WRITTEN EXERCISE ::
Shift every answer coordinate up by 19 and write the lines out again in full. Begin at the line that contains "number with a point.", stop after the end of the rows, and leave the pictures out.

DATA ::

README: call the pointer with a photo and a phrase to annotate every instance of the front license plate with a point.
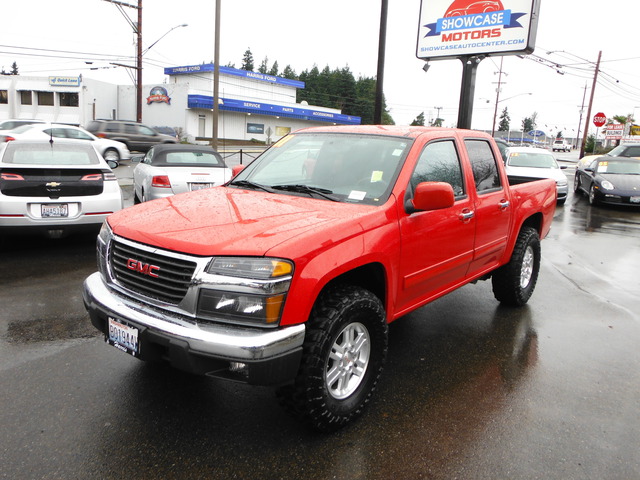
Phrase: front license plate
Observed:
(54, 210)
(123, 337)
(200, 186)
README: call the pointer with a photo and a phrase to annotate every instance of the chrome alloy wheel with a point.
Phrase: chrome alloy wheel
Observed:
(348, 361)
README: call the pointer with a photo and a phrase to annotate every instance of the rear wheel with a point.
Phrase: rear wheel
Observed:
(513, 283)
(343, 355)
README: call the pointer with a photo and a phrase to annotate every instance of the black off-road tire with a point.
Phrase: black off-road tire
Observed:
(314, 397)
(513, 283)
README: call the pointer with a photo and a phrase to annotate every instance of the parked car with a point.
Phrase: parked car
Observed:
(11, 124)
(284, 279)
(136, 136)
(111, 150)
(614, 180)
(55, 187)
(170, 169)
(560, 144)
(624, 150)
(534, 162)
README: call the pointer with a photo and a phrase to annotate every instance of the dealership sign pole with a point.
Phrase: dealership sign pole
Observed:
(471, 30)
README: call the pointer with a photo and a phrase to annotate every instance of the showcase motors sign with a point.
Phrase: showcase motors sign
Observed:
(472, 27)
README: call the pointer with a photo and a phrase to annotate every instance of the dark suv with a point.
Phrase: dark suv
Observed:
(136, 136)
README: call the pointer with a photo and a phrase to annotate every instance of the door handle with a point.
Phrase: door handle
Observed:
(466, 215)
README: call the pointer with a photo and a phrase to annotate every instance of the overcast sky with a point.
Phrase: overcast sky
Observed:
(340, 33)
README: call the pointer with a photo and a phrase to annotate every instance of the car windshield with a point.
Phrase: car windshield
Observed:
(618, 167)
(532, 160)
(48, 154)
(184, 159)
(334, 166)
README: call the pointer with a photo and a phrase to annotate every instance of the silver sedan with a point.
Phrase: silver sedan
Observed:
(169, 169)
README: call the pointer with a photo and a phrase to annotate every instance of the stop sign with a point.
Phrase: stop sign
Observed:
(599, 119)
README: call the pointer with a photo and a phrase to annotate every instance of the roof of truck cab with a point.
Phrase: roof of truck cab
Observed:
(392, 130)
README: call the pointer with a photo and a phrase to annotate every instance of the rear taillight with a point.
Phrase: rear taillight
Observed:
(92, 177)
(161, 181)
(11, 176)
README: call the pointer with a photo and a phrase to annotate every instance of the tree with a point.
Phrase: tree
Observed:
(503, 126)
(419, 121)
(263, 65)
(247, 61)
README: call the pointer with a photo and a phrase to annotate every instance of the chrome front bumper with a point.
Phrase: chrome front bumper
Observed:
(268, 356)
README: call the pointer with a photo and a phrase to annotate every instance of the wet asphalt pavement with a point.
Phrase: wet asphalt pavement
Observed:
(471, 390)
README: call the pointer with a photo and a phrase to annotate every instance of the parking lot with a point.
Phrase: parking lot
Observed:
(471, 390)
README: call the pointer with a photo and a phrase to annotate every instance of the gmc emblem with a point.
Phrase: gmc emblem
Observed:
(144, 268)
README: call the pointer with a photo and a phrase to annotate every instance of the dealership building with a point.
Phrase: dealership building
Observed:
(252, 106)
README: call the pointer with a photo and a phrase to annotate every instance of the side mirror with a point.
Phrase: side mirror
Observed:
(236, 169)
(432, 196)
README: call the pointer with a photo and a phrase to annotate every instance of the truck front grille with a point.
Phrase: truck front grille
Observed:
(152, 273)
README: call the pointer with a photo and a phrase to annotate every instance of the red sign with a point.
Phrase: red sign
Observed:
(599, 119)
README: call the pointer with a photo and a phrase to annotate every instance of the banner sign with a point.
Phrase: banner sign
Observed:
(472, 27)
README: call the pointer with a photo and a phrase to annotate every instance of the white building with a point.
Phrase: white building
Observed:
(252, 106)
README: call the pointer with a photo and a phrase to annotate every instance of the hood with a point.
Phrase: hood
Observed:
(629, 183)
(230, 221)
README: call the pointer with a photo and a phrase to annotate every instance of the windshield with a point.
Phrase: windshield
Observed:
(342, 167)
(532, 160)
(618, 167)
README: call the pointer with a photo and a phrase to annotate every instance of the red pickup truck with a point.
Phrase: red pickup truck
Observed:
(289, 274)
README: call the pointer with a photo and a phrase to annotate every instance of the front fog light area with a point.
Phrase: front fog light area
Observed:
(240, 307)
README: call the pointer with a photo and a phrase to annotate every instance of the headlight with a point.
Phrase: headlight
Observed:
(245, 290)
(250, 267)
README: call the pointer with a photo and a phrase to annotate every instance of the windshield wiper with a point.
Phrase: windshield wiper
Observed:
(323, 192)
(248, 184)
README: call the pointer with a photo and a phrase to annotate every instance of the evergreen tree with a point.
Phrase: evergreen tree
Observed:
(263, 66)
(419, 121)
(503, 126)
(247, 61)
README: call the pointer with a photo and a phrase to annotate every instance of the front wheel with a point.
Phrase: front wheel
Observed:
(343, 355)
(513, 283)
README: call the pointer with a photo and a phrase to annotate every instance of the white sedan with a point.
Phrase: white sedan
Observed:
(169, 169)
(111, 150)
(536, 163)
(55, 188)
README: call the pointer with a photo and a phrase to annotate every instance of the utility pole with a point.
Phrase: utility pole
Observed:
(593, 89)
(216, 78)
(139, 65)
(495, 111)
(377, 112)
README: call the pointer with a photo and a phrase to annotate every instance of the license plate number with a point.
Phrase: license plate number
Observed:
(54, 210)
(123, 337)
(200, 186)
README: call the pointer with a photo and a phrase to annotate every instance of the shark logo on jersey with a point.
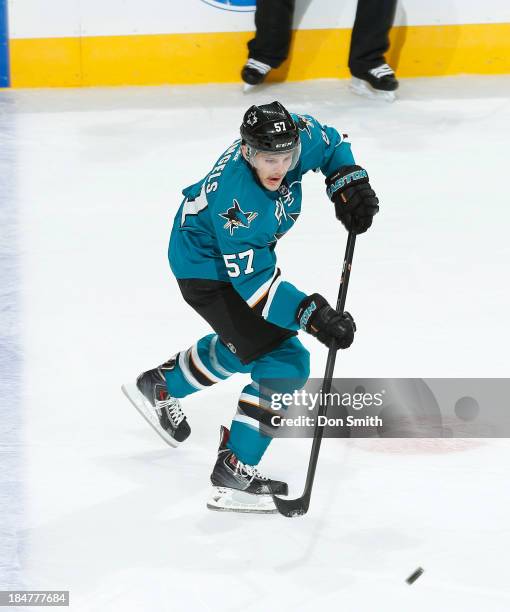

THE REPLY ::
README: call the pointer with a photo and a phrase to annotate every instance of the license plate number with a point.
Phrase: license plate number
Observed:
(73, 229)
(142, 356)
(219, 205)
README: call the pointer with a photo and a phrase to annotate every instance of the shark logo on jersey with a point.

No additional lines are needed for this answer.